### WORK TO COMPLETE
The reply must reproduce each line below exactly.

(Recorded data)

........

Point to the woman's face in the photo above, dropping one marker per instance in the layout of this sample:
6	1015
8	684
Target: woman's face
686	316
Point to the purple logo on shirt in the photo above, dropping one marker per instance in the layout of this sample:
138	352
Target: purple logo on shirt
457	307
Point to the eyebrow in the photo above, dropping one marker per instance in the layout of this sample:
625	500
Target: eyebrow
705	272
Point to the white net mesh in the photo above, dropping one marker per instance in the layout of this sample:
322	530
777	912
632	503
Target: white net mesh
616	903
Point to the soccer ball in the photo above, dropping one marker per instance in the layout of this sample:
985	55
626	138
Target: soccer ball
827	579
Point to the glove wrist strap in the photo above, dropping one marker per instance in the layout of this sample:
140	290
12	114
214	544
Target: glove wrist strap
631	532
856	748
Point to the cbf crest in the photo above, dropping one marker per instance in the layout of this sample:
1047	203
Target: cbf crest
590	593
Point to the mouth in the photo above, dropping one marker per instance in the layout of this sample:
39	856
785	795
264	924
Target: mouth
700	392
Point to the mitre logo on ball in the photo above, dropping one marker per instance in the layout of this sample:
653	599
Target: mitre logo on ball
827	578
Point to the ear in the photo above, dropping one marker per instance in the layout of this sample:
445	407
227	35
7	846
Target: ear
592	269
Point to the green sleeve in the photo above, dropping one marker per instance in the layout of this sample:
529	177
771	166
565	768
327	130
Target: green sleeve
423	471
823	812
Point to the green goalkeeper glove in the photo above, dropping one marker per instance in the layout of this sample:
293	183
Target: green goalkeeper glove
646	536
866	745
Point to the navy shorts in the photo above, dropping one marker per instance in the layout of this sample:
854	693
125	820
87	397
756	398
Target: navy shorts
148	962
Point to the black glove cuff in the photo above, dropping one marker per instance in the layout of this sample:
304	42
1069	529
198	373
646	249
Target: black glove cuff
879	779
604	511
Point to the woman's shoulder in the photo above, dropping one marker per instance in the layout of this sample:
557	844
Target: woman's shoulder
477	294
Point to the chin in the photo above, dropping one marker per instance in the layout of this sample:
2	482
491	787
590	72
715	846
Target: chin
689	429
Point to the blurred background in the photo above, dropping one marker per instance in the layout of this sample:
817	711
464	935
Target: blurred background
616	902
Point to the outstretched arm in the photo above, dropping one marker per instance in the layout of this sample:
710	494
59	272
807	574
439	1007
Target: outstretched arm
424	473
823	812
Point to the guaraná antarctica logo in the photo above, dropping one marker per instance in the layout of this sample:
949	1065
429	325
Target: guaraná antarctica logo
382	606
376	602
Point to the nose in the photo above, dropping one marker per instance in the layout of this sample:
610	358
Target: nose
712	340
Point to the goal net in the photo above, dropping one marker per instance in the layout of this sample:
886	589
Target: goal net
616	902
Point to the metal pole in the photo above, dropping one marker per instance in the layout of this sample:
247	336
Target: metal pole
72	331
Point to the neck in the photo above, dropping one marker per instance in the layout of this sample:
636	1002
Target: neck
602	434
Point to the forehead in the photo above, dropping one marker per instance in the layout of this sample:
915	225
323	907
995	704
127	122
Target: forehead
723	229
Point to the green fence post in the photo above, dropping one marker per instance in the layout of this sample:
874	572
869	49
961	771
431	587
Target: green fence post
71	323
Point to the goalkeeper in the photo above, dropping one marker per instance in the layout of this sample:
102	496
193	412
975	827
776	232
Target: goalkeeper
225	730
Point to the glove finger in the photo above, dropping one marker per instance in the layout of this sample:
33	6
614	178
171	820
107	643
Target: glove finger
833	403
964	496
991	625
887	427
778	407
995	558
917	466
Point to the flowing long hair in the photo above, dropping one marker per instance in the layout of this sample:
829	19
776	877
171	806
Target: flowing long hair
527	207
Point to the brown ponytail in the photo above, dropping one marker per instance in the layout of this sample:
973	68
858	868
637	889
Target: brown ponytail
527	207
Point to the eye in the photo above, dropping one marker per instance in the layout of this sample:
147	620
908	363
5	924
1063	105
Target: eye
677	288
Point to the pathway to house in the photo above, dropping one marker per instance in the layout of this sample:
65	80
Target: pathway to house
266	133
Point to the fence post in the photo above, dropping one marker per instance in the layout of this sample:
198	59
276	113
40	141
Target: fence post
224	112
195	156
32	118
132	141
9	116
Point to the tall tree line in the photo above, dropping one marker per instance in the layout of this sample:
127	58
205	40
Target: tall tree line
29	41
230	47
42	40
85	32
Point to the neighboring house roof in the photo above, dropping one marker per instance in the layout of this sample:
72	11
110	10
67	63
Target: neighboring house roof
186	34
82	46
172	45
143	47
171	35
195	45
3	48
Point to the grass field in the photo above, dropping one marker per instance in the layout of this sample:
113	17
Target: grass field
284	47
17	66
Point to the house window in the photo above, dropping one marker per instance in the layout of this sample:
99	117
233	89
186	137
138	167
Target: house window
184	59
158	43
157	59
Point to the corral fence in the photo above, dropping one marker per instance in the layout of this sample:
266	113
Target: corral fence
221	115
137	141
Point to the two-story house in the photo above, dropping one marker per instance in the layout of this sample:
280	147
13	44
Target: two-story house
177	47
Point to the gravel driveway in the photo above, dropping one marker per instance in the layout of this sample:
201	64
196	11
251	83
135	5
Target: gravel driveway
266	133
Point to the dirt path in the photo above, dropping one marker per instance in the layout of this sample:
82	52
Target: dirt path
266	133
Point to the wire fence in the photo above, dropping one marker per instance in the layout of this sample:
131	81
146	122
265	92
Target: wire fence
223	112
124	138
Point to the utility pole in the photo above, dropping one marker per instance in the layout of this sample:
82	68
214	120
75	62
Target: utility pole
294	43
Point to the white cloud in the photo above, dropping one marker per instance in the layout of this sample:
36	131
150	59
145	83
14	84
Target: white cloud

........

### PROBLEM SOLUTION
Point to the woman's face in the photo above, dropping one marker per instance in the layout of this sample:
6	1015
8	684
Target: woman's face
686	316
Point to the purple logo on shirt in the photo above, dropping one marker per instance in the layout of this sample:
138	352
Target: purple logo on shirt
457	307
Point to the eyebrow in the photo above, dropping one marker per instance in the layout of this sample:
625	500
Target: eyebrow
705	272
Point to the white net mesh in the photo above, dropping one marker per instance in the layout of this sample:
322	530
777	912
632	503
Target: white net mesh
616	903
Point to the soccer ball in the photo above, dropping one marker per instance in the layout of this sample:
985	55
626	138
Target: soccer ball
827	579
Point to the glove wrist strap in the photo above, dropping one marker per instance in the layout of this sample:
140	290
12	114
214	544
Target: glove wrist strap
631	532
856	748
Point to the cbf crest in the photo above, dropping one marker per instance in the layout of this sample:
1047	203
Target: cbf crest
590	593
Point to the mouth in the photo above, dropping one marker per instance in the layout of this sample:
39	856
785	795
264	924
Target: mouth
700	392
Point to the mitre logo on ball in the photo above, dropping one marker per instance in the layout of this sample:
653	599
Target: mitre logo on ball
827	578
Point to the ear in the photo above, dropping one marker per instance in the layout of this sample:
445	407
227	35
7	846
Target: ear
592	269
Point to the green sleeve in the photo above, dropping one marker per instance in the layout of this sample:
529	177
771	166
565	768
327	130
Target: green sleeve
423	471
823	812
Point to the green goalkeeper glove in the photo above, dropping one marker per instance in the layout of this sample:
293	183
Target: green goalkeeper glove
646	536
866	745
Point to the navy shorts in the photo above, dropping one marker per instance in the layout of this sample:
854	693
125	820
87	397
756	398
Target: navy shorts
148	962
Point to the black glove cuff in the photo above, dropping one marker per instance in the layout of this sample:
304	42
1069	529
198	373
646	249
Target: black glove cuff
879	779
604	511
Point to the woman's shoulder in the photo above, dropping one marker per instance in the layout of this sample:
557	844
Target: woman's shoulder
477	294
Point to the chin in the photo above, dropping one marker per instance in the layout of this sample:
2	482
491	787
590	72
715	846
Target: chin
689	429
Point to the blurred background in the photo above, dropping one marker per instance in the layout of this sample:
817	711
464	935
Target: blurred background
616	902
Point to the outstretched arm in the photo above, dropping one marker per instance in the layout of this sample:
710	494
59	272
807	574
439	1007
Target: outstretched arm
424	473
823	812
Point to the guaraná antarctica logo in the photo above, dropping one marker per instance in the layout of this sample:
949	1065
429	325
Target: guaraná antarctica logo
382	606
376	602
Point to the nose in the photo above, dropping one marker per instance in the layout of this sample:
610	358
Target: nose
712	340
Point to the goal net in the photo above, dropping one marker per instance in the layout of this sample:
886	589
Target: goal net
616	902
Point to the metal pole in the photo above, dropping one marker per instance in the layout of this sample:
247	336
Target: metal pole
72	331
Point to the neck in the photo above, dropping one marker per instance in the layout of this sample:
636	1002
Target: neck
602	434
Point to the forehead in the photo above, dropping one marker per instance in the layout of this sample:
915	225
323	907
995	704
127	122
Target: forehead
723	229
Point to the green fence post in the photo above, dropping one marker per instance in the layout of this sample:
874	572
869	49
961	771
431	587
Target: green fence post
71	323
Point to the goalkeeper in the photo above, dropping one marker per instance in the layout of this sample:
102	496
193	412
975	827
776	232
Target: goalkeeper
225	730
Point to the glove finger in the photo above, dropping one marker per instance in the layout of this sample:
33	6
614	178
171	820
107	643
Target: glove finger
833	403
964	496
991	625
887	427
778	407
995	558
917	466
Point to the flowing long hair in the photo above, dropping one marker per instance in the layout of this sample:
829	19
776	877
171	806
Target: flowing long hair
527	207
Point to the brown ponytail in the photo above, dropping one marker per instance in the layout of this sample:
973	68
858	868
637	889
Target: brown ponytail
527	207
Point to the eye in the photo above, dropping one marker per instance in the layout of this sample:
147	620
908	363
5	924
1063	105
Target: eye
677	288
Point to the pathway to house in the photo above, dropping one marker per instance in the layout of this sample:
65	80
Target: pathway to house
266	133
Point to the fence post in the photo above, dropping one marker per instance in the layout of this sample:
198	59
276	113
40	141
Target: fence post
224	112
195	156
32	118
132	141
9	116
Point to the tall tree line in the photo above, dropping one marker per instance in the layout of this sample:
127	58
205	40
Target: tall tree line
29	41
230	47
42	40
85	32
Point to the neighboring house roof in the photo above, dropping one marker per instance in the layout of this sample:
72	11
110	10
67	63
Target: neighboring house roof
186	34
82	46
172	45
143	47
171	35
195	45
3	48
Point to the grass field in the photo above, dropping one marker per instance in the layout of this sample:
113	17
Target: grass field
284	47
17	66
Point to the house window in the photo above, dropping one marker per instance in the layout of this sample:
99	117
233	89
186	137
138	167
Target: house window
184	59
158	43
157	59
Point to the corral fence in the photo above, dropping one marker per instance in the layout of this sample:
266	113
Target: corral fence
221	115
137	141
Point to the two-story house in the photo above, dropping one marker per instance in the layout of this sample:
280	147
13	44
Target: two-story house
177	47
Point to the gravel driveway in the photo above, dropping one marker per instance in the layout of this sample:
201	64
196	11
251	83
135	5
Target: gravel driveway
266	133
Point to the dirt path in the photo above, dropping one marker per instance in the layout of this sample:
82	52
Target: dirt path
266	133
Point to the wire fence in the photo above, dropping one marker per instance in the layout of this sample:
131	81
146	122
265	92
Target: wire fence
223	112
124	138
Point to the utility pole in the photo above, dropping one marker per instance in the layout of this sample:
82	68
214	120
75	62
Target: utility pole
294	43
Point to the white cloud in the photo above, dropping one marker per instance in the layout of this sample:
36	131
150	59
145	83
14	84
Target: white cloud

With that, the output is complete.